**EXERCISE BRIEF**
Print exactly the lines from the one containing "Exercise. Mark the crab leg" through the last line of the listing, both included.

(Records contained in a dataset)
--- Begin ---

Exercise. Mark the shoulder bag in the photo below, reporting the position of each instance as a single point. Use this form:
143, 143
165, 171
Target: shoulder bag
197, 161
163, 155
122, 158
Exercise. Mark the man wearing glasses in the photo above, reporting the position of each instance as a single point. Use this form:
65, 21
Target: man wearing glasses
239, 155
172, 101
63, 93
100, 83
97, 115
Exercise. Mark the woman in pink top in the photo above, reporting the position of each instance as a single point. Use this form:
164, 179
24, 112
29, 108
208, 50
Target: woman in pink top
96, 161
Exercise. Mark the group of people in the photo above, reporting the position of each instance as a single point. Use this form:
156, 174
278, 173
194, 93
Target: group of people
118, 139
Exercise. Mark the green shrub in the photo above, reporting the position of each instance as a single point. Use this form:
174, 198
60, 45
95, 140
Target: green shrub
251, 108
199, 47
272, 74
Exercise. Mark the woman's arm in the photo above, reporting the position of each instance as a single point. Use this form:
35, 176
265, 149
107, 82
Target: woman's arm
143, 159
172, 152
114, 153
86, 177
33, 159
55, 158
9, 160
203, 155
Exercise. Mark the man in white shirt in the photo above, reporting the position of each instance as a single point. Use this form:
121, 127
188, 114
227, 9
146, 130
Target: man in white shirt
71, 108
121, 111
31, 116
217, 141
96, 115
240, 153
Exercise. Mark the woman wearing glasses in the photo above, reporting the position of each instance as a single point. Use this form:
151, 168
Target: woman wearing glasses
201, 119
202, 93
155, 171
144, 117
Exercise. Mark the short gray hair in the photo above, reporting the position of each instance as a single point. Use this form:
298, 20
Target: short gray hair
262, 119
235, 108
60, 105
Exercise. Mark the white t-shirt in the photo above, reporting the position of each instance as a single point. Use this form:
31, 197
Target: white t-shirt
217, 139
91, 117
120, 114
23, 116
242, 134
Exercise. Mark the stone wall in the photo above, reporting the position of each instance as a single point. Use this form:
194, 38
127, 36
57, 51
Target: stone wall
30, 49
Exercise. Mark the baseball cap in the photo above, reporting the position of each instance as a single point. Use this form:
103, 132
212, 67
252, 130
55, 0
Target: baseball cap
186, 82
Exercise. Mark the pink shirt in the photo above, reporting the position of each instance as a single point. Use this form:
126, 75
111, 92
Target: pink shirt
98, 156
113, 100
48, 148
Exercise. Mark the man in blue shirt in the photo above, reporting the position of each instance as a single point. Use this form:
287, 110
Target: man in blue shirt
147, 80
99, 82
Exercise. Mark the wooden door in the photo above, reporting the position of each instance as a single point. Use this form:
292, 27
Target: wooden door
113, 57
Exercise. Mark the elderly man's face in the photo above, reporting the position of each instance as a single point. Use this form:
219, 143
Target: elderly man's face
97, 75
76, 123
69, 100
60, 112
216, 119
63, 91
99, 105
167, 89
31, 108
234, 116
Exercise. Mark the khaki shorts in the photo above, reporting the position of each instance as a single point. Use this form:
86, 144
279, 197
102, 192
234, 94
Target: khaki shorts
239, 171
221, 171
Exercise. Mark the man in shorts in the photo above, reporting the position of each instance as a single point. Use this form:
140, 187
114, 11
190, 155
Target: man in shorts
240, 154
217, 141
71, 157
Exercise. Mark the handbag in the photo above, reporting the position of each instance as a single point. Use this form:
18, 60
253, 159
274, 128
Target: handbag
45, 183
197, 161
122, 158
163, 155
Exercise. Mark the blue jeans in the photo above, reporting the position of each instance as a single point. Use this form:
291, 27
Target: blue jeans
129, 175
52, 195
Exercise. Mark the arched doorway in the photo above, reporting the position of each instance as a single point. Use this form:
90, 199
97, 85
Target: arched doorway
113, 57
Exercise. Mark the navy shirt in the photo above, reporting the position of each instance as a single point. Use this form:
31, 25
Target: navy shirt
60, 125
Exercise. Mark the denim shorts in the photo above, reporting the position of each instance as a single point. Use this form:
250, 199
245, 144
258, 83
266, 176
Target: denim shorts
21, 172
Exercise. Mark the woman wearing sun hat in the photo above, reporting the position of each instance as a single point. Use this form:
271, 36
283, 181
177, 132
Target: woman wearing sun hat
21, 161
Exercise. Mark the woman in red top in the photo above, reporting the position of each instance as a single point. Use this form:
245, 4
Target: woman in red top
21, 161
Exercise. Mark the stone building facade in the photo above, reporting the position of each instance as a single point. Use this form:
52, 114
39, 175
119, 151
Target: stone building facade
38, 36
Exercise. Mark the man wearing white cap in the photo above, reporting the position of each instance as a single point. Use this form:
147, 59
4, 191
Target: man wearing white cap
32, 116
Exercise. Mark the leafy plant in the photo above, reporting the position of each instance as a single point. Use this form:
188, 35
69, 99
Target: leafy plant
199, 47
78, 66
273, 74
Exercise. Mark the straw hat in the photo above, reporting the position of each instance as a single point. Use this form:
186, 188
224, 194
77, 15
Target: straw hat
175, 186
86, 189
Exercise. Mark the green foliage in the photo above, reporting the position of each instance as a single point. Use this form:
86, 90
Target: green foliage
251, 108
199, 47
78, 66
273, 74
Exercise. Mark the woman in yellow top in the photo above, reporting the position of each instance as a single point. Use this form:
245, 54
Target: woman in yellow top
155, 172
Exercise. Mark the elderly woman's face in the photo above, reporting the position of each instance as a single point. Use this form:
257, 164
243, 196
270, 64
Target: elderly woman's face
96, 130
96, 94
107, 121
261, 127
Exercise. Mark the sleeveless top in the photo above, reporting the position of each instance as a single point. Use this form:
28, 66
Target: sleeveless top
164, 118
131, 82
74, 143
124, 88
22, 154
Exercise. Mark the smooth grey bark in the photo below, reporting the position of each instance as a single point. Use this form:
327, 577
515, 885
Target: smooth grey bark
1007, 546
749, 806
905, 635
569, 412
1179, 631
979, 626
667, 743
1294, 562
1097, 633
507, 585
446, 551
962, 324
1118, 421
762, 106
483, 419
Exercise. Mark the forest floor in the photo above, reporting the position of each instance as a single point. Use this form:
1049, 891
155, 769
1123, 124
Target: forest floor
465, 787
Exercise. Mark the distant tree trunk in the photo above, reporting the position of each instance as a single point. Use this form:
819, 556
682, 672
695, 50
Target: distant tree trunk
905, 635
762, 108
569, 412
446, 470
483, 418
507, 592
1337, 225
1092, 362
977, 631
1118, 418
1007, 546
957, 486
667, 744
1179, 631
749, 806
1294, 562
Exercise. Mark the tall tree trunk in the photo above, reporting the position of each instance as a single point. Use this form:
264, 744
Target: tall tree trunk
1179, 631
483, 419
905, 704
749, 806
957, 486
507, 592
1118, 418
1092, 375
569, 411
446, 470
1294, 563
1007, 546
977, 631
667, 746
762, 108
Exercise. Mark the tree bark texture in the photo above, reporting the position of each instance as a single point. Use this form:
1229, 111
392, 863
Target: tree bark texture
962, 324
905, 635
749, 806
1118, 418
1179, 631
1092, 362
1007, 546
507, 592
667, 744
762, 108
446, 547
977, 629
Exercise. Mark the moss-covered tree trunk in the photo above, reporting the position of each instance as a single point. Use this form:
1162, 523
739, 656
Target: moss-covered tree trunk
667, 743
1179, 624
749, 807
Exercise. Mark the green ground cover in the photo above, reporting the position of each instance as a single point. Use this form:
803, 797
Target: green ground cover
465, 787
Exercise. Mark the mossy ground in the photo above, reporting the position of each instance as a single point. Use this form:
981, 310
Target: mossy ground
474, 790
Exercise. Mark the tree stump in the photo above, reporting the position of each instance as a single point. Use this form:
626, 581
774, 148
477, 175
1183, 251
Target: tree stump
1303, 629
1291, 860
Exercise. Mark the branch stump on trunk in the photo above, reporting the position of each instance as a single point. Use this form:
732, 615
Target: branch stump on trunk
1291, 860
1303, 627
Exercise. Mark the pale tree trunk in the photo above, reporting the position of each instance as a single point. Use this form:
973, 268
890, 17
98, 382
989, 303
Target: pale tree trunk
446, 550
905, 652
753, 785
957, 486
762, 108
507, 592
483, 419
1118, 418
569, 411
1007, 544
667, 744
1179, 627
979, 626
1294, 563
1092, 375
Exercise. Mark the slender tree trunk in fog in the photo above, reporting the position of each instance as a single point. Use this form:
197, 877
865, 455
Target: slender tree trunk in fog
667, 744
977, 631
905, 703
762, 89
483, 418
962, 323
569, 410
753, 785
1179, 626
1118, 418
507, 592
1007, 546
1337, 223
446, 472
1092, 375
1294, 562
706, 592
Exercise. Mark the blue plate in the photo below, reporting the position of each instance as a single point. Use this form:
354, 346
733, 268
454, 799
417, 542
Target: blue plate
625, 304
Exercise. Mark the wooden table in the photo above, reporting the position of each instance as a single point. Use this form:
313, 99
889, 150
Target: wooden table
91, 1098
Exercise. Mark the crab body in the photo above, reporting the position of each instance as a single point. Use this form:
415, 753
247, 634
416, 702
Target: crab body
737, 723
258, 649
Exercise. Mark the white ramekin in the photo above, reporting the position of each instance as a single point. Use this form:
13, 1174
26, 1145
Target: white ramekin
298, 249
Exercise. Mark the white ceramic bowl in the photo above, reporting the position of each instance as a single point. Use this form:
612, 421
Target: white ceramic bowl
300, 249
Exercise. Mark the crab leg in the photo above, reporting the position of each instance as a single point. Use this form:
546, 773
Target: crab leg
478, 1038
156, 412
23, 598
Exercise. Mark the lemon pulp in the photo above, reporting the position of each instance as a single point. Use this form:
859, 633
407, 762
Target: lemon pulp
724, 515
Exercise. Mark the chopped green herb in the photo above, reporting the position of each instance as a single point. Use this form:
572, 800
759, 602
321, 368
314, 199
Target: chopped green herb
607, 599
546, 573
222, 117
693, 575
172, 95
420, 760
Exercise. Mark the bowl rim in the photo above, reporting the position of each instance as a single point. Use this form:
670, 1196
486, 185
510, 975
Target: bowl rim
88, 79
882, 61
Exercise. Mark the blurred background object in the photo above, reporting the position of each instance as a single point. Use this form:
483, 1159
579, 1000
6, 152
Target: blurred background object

--- End ---

**EXERCISE RESULT**
Exercise. Mark the crab leg in the photo above, reporting the position of each instance as a single point. Use this form:
546, 773
Target: crab leg
478, 1038
156, 412
23, 598
Exercise. Mark the lemon pulp in the photo above, reporting the position of each instance as a single point. Use this form:
859, 633
407, 762
Target: lemon pulp
724, 515
Exercise. Mark the chopped green herb in the photo above, reporting the position of each instance as a single point. Use this form:
572, 800
759, 602
321, 368
314, 199
Target: chopped green herb
607, 599
546, 573
222, 117
693, 575
172, 95
420, 760
Exercise. Mark the bowl rim in the photo above, reporting the position of each instance as a single point. Use this form:
670, 1196
486, 185
510, 975
Target: bowl rim
88, 79
882, 61
Exercise. Mark the blurred background object in the photo above, reporting the position of each instance as a single point. Use this form:
483, 1159
579, 1000
6, 152
Target: blurred background object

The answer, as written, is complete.